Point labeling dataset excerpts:
———
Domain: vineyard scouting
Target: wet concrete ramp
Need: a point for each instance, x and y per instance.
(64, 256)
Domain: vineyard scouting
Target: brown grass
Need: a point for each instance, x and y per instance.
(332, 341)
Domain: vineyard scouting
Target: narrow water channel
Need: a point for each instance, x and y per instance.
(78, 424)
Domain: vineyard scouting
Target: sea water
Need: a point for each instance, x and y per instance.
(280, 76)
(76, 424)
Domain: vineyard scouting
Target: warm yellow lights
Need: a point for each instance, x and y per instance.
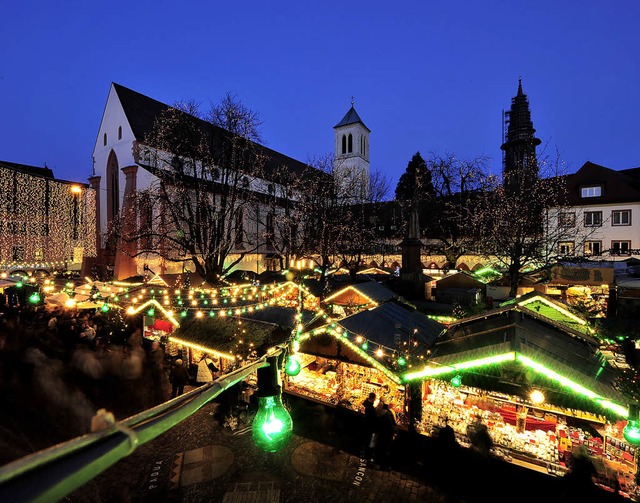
(202, 348)
(537, 397)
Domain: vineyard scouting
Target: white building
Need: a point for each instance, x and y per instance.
(602, 216)
(351, 163)
(128, 117)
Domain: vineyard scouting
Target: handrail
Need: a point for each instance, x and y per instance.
(61, 469)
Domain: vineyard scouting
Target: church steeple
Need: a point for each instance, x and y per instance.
———
• **What you need to do**
Omit every image. Quote each record exactly.

• **Answer to this task**
Domain: vineyard scouting
Target: wet concrete ramp
Need: a point for each instance, x and y per instance.
(64, 256)
Domain: vineyard scouting
Target: brown grass
Need: a point for each instance, x and y per instance.
(332, 341)
Domain: vineyard scouting
Target: narrow water channel
Need: a point for each instance, x and y per instance.
(78, 424)
Domain: vineyard scouting
Target: sea water
Need: a point for each instance, x and y per instance.
(280, 76)
(76, 424)
Domain: vineyard scouting
Target: warm yellow lights
Need: a point for each instance, x and y per instance.
(202, 348)
(537, 397)
Domain: vineyard scouting
Target: white building
Need: a point for each instance, x and y per instance.
(602, 216)
(351, 163)
(128, 117)
Domain: vineyard scouting
Target: handrail
Need: a point for each instance, x and y per instance.
(61, 469)
Domain: vineyard scouting
Target: church steeple
Need: a point for each instance, x and y per instance.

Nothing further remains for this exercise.